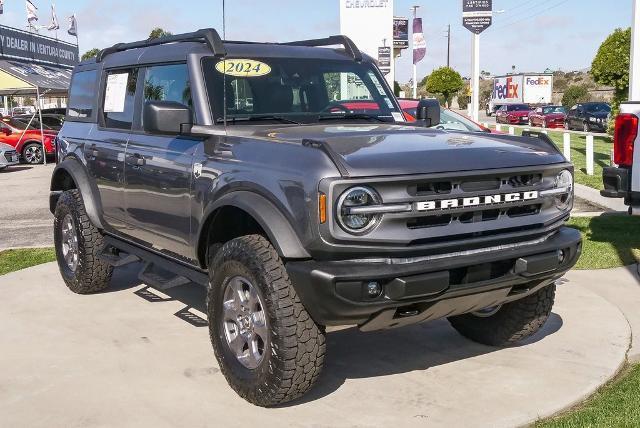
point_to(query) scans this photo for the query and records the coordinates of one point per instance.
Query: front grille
(11, 156)
(429, 216)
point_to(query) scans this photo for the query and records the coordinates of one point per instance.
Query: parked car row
(587, 117)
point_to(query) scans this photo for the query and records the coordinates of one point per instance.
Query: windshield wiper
(234, 119)
(351, 116)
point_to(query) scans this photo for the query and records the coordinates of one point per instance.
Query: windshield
(518, 107)
(596, 108)
(554, 109)
(297, 90)
(21, 124)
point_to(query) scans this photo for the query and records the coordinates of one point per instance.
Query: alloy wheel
(244, 322)
(69, 242)
(33, 154)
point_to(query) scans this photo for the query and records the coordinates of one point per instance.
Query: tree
(611, 67)
(92, 53)
(575, 94)
(158, 32)
(446, 82)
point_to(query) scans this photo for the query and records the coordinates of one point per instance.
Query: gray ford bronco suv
(285, 180)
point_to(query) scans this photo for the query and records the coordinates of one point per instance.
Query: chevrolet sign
(477, 201)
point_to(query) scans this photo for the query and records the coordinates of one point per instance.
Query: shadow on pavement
(352, 354)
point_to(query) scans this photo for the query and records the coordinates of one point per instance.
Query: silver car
(8, 156)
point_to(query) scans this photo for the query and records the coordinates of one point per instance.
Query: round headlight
(564, 181)
(357, 223)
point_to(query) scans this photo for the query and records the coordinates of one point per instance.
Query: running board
(178, 273)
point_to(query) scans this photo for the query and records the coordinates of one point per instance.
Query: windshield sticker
(116, 93)
(398, 117)
(243, 68)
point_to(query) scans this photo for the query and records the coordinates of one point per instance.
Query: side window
(168, 83)
(82, 94)
(119, 98)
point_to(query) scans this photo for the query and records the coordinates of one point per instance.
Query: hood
(381, 149)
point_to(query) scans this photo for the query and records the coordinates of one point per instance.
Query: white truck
(623, 179)
(533, 89)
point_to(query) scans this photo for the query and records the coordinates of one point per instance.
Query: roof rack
(207, 35)
(348, 44)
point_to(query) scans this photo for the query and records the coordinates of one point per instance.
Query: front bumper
(335, 293)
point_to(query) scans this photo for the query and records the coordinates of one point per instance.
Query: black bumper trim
(334, 293)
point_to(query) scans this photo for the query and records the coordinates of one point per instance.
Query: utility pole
(634, 69)
(415, 67)
(449, 45)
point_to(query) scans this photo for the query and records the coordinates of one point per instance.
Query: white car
(8, 156)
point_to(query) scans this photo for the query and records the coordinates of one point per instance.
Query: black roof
(176, 50)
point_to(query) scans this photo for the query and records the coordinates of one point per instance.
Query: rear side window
(119, 98)
(82, 94)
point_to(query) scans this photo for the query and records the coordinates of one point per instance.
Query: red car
(27, 140)
(449, 120)
(513, 114)
(548, 117)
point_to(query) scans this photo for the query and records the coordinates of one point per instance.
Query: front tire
(33, 154)
(268, 348)
(78, 243)
(511, 323)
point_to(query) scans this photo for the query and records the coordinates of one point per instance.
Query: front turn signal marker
(322, 207)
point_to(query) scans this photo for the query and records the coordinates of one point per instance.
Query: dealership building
(34, 69)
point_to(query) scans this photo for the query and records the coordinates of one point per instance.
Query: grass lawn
(602, 147)
(609, 241)
(13, 260)
(614, 405)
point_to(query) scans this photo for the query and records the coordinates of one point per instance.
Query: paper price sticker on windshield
(243, 68)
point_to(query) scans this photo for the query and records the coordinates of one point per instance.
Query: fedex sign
(506, 90)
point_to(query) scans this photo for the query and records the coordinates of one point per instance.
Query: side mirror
(428, 112)
(167, 117)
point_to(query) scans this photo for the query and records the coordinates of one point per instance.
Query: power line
(533, 16)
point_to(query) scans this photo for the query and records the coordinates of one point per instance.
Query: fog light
(561, 256)
(374, 289)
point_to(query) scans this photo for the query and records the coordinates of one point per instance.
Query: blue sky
(531, 35)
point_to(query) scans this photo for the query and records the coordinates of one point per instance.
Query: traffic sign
(477, 15)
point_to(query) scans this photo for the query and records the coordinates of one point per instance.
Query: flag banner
(32, 12)
(54, 20)
(419, 43)
(73, 26)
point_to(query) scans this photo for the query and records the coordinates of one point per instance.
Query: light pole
(634, 68)
(415, 67)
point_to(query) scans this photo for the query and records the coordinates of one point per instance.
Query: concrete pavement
(25, 220)
(125, 358)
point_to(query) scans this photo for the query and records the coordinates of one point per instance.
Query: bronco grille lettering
(445, 204)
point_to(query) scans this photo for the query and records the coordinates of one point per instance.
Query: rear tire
(287, 361)
(511, 323)
(78, 243)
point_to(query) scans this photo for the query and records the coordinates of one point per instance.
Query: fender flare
(88, 190)
(269, 217)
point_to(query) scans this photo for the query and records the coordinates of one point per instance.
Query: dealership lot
(25, 219)
(147, 355)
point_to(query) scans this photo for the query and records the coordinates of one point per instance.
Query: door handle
(138, 160)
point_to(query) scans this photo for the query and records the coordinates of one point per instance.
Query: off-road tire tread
(298, 343)
(92, 275)
(513, 323)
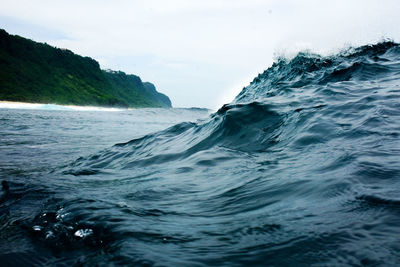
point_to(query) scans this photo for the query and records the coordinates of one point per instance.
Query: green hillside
(39, 73)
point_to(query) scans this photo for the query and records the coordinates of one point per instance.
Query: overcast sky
(200, 53)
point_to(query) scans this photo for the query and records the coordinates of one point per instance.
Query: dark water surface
(302, 168)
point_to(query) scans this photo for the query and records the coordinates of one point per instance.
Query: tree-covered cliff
------------------------------------------------
What the task asks
What's needed is every line above, retyped exactly and free of pictures.

Answer area
point_to(query) scans this photo for the query and records the coordinates of one point per instance.
Query: front grille
(11, 156)
(429, 216)
point_to(query) scans this photo for the query and records the coordinates of one point per instance.
Query: parked car row
(587, 117)
point_to(query) scans this photo for the query and records the coordinates of one point per instance.
Query: windshield wiper
(234, 119)
(351, 116)
point_to(query) scans this photo for the query and records the coordinates of one point per instance.
Query: windshield
(518, 107)
(596, 108)
(554, 109)
(297, 90)
(21, 124)
point_to(query) scans this photo for the query and records the coordinates of one point per instance.
Query: alloy wheel
(244, 322)
(69, 242)
(33, 154)
point_to(query) scans this photo for the query and records the coordinates of one point per instance.
Query: tree
(611, 67)
(92, 53)
(575, 94)
(158, 32)
(446, 82)
point_to(query) scans this photo for the query and records the coordinates of one point per instance.
Query: gray ford bronco suv
(285, 180)
point_to(query) scans this photo for the query and records the coordinates of one point per instance.
Query: chevrolet sign
(477, 201)
point_to(query) scans this photo for the query and records the coordinates of one point per instance.
Query: shadow on pavement
(352, 354)
point_to(query) scans this photo for the query and records the coordinates of one point per instance.
Query: silver car
(8, 156)
point_to(query) scans this photo for the query and records the coordinates of one point per instance.
Query: round headlight
(564, 181)
(357, 223)
point_to(query) scans this photo for the query and records the coordinates of one point per instance.
Query: running board
(178, 273)
point_to(query) scans this photo for the query and records the coordinates of one point per instance.
Query: windshield sticker
(116, 93)
(398, 117)
(243, 68)
point_to(query) scans this photo for the query and records the coordinates of one point per instance.
Query: side window
(168, 83)
(82, 94)
(119, 98)
point_to(query) scans this photo for the query and records the coordinates of one point per instance.
Query: hood
(381, 149)
point_to(query) scans this photo for the query and records the coordinates of one point per instance.
Query: white truck
(623, 179)
(533, 89)
point_to(query) scans this photo for the query and records the coordinates of one point per instance.
Query: roof rack
(207, 35)
(348, 44)
point_to(query) scans this photo for the query and records the coordinates of one point per instance.
Query: front bumper
(335, 293)
point_to(query) scans this photo for the query and records the coordinates of one point per instance.
Query: black bumper trim
(334, 293)
point_to(query) scans this photo for the query and records the coordinates of one point per instance.
Query: utility pole
(634, 69)
(415, 67)
(449, 45)
point_to(query) scans this photo for the query and records the coordinates of one point per instance.
Query: white car
(8, 156)
point_to(query) scans this photo for the query and records the coordinates of one point per instance.
Query: black roof
(176, 50)
point_to(query) scans this photo for the query and records the coordinates of one point per instance.
Query: rear side window
(119, 98)
(82, 94)
point_to(query) scans this photo for the query and records the coordinates of one point per instance.
Query: red car
(27, 140)
(449, 120)
(513, 114)
(548, 117)
point_to(query) scans this photo for the query and records the coordinates of one point per instance.
Query: front tire
(33, 154)
(268, 348)
(78, 243)
(511, 323)
point_to(query) scans this photo for the query and records the coordinates of one point per instance.
Query: front turn signal marker
(322, 207)
point_to(query) scans this photo for the query and records the coordinates of one point per instance.
Query: dealership building
(34, 69)
point_to(query) scans this photo for the query and records the coordinates of one point per instance.
Query: grass lawn
(602, 147)
(609, 241)
(13, 260)
(614, 405)
point_to(query) scans this photo for the query and records the coordinates of one point per instance.
Query: paper price sticker on windshield
(243, 68)
point_to(query) scans this photo for the query and records the coordinates of one point per instance.
Query: fedex sign
(506, 90)
point_to(query) scans this photo for the query and records the coordinates of one point per instance.
Query: side mirror
(428, 112)
(167, 117)
point_to(query) scans this photo for the query and records the coordinates of one point per instance.
Query: power line
(533, 16)
point_to(query) scans this photo for the query and records the coordinates of one point per instance.
Query: fog light
(561, 256)
(374, 289)
point_to(query) scans this photo for the query and records the coordinates of one point per instance.
Query: blue sky
(531, 35)
point_to(query) scans this photo for the query and records the coordinates of one point per instance.
Query: traffic sign
(477, 15)
point_to(query) scans this photo for the query and records the coordinates of one point per instance.
Query: flag banner
(32, 12)
(54, 20)
(419, 43)
(73, 26)
point_to(query) scans this photo for the query and records the coordinates of one point per instance.
Query: light pole
(634, 68)
(415, 67)
point_to(query) scans this photo for the query and records the coordinates of one point per instance.
Query: concrete pavement
(25, 220)
(125, 358)
point_to(query) scans this photo for the query and records the coordinates of one point per instance.
Query: bronco grille lettering
(445, 204)
point_to(query) scans this photo for the query and records the coordinates of one point per instance.
Query: rear tire
(287, 361)
(511, 323)
(78, 243)
point_to(query) scans this photo for the query and records the coordinates of one point per instance.
Query: fender flare
(88, 190)
(269, 217)
point_to(query) scans this photo for the query and records the coordinates of one point per instance.
Query: dealership lot
(25, 219)
(147, 355)
point_to(query) scans this photo for the query and records the coordinates of one point per instance.
Query: door handle
(138, 160)
point_to(query) scans this photo for the query and records the coordinates of one point per instance.
Query: off-road tire tread
(298, 343)
(92, 275)
(513, 323)
point_to(query) scans this photo for the query and records the coordinates of one point per instance.
Query: green hillside
(39, 73)
point_to(query) scans this photo for the query and records the coordinates of one point per instance.
Query: overcast sky
(200, 53)
point_to(query) scans this photo for the query and records the coordinates of one point per instance.
Query: dark water surface
(302, 168)
point_to(query) scans this photo for the query and records the coordinates of one point per instance.
Query: tree-covered cliff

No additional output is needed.